**Exercise description:** Every line with the string "driving" should be copied from the data.

(Records from a data source)
- - - -
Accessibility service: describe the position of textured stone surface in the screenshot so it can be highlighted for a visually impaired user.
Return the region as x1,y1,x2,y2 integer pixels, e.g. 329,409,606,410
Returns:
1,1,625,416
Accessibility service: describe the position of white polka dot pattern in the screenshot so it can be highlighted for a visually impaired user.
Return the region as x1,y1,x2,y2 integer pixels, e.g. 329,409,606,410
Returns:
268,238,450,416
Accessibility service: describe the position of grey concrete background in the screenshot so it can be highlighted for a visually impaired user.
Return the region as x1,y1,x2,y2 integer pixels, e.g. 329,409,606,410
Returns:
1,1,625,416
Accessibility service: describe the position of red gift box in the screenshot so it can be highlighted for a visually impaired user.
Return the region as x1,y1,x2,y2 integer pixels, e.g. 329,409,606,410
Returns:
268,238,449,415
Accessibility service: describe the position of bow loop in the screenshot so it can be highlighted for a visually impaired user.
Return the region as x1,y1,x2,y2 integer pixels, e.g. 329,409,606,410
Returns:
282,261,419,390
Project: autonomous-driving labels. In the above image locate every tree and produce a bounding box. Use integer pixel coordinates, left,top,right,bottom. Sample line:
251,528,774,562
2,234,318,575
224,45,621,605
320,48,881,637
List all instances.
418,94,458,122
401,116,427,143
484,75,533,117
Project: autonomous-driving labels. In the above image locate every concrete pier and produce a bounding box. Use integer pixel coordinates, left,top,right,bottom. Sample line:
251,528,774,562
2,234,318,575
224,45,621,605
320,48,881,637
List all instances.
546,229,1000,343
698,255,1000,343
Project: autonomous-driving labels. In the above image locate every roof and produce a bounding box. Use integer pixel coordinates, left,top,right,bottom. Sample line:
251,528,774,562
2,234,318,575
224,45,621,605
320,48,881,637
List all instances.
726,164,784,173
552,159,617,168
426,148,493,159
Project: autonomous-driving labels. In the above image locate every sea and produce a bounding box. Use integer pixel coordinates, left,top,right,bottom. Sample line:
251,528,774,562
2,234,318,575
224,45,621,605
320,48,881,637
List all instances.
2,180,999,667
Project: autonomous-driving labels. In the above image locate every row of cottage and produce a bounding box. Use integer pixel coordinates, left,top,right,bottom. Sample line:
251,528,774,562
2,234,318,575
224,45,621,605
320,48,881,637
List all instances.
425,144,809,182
- - - -
**Task solution:**
Project: autonomous-driving labels. In the above image locate every tree and produce a bounding box. Use integer pixel coordinates, left,top,right,bottom. Sample line:
Project: autonomous-driving labels. In the above image locate every concrete pier and produce a bounding box. Use integer pixel coordinates, left,top,right,bottom. Sample line:
Project: autonomous-driving labels. In the above image locate every roof and produce a bounding box. Use integer pixel coordinates, left,top,right,bottom. Sample line:
Project: autonomous-driving labels. In the above image locate every sea and produce a bounding box. Use integer pixel coordinates, left,top,right,bottom. Sample line:
Project: autonomous-driving labels. In the above image locate every row of cottage and produce a bounding box. Use integer pixel coordinates, left,top,right,bottom. Sample line:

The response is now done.